═════ RECORDS FOR THIS EXERCISE ═════

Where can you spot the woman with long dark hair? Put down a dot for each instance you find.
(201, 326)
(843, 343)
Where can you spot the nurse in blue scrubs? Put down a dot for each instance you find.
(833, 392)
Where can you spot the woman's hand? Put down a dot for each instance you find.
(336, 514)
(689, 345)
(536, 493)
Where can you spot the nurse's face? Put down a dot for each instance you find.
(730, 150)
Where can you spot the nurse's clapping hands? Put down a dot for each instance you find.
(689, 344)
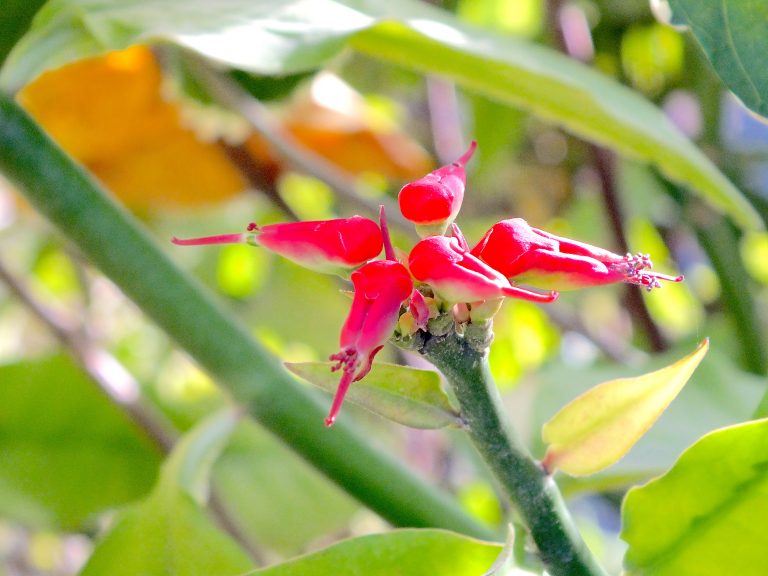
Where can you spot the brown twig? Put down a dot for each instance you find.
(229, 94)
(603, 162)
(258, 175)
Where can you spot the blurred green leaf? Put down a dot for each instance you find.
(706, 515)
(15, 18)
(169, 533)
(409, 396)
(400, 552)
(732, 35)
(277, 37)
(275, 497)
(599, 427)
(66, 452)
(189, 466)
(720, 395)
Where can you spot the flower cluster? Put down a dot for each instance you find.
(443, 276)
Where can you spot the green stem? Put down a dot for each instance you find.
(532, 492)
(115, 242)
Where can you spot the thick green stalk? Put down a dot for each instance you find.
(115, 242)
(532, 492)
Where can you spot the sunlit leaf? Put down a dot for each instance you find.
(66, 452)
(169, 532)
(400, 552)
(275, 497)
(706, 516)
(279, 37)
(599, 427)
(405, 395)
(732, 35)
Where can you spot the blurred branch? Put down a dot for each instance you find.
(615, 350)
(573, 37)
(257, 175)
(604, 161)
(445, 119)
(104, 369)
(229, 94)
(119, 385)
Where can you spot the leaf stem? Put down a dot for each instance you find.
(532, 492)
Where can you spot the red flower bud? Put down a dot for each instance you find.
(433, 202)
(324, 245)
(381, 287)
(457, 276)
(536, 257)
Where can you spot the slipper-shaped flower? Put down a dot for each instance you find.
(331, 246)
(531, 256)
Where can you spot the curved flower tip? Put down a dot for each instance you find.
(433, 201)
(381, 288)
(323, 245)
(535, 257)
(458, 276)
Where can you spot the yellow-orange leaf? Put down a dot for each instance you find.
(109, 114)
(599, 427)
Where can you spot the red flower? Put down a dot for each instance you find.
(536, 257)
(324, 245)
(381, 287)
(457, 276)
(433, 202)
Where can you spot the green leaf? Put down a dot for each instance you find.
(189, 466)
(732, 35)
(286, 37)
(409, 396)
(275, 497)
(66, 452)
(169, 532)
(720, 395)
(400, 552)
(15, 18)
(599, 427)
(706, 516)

═════

DIRECTIONS FOR THIS TASK | Copy out every one of the records above word for word, leaving the pictures out.

RESPONSE TO THIS TASK |
Where can you spot the woman with long dark hair? Put down a dot for each instance you find.
(201, 326)
(843, 343)
Where can you spot the nurse in blue scrubs? Put down a dot for each instance you find.
(833, 392)
Where can you spot the woman's hand? Put down a dot for each instance you find.
(336, 514)
(689, 345)
(536, 493)
Where can you spot the nurse's face? Put down a dot for each instance you find.
(730, 150)
Where can you spot the nurse's clapping hands? Put down a dot for each instance you find.
(689, 344)
Where can you spot the brown twig? Put down a dot for each instance you find.
(229, 94)
(603, 162)
(258, 175)
Where can you spot the blurred green leaf? Put down a dot for each instance you find.
(706, 515)
(15, 18)
(169, 533)
(409, 396)
(400, 552)
(732, 35)
(277, 37)
(275, 497)
(599, 427)
(66, 452)
(189, 466)
(720, 395)
Where can you spot the flower cluster? Put down a dot for each instance you find.
(443, 276)
Where can you spot the green stem? Put down a dot for each instance you find.
(532, 492)
(115, 242)
Where can you spot the thick green stalk? Put down a dot for each instance you find.
(115, 242)
(532, 492)
Where can you spot the sunlit leaf? Put down a dot for each instance you find.
(66, 452)
(169, 532)
(400, 552)
(275, 497)
(706, 516)
(279, 37)
(599, 427)
(405, 395)
(732, 35)
Where can you spot the blurred branch? Put down a dot for each instance you find.
(615, 350)
(573, 37)
(257, 175)
(604, 161)
(445, 119)
(104, 369)
(229, 94)
(119, 385)
Where can you spot the leaf stem? Put down a dot for each instance you find.
(532, 492)
Where can you spot the red flower bud? Put down a dot for each instance you find.
(433, 202)
(324, 245)
(381, 287)
(457, 276)
(536, 257)
Where can you spot the slipper-shaped flower? Put down a dot for each instance you find.
(331, 246)
(531, 256)
Where can you spot the curved flower tip? Put down a dot for each instance you find.
(433, 201)
(381, 288)
(323, 245)
(535, 257)
(458, 276)
Where can you spot the yellow-orange leaf? Put down a dot for each instance you find.
(109, 114)
(599, 427)
Where can you spot the red flower? Put down a dot for each instance you find.
(536, 257)
(324, 245)
(381, 287)
(457, 276)
(433, 202)
Where can you spot the green leaf? Put down a dot for each instance you find.
(189, 466)
(732, 35)
(286, 37)
(409, 396)
(275, 497)
(66, 452)
(169, 532)
(720, 395)
(400, 552)
(15, 18)
(599, 427)
(706, 516)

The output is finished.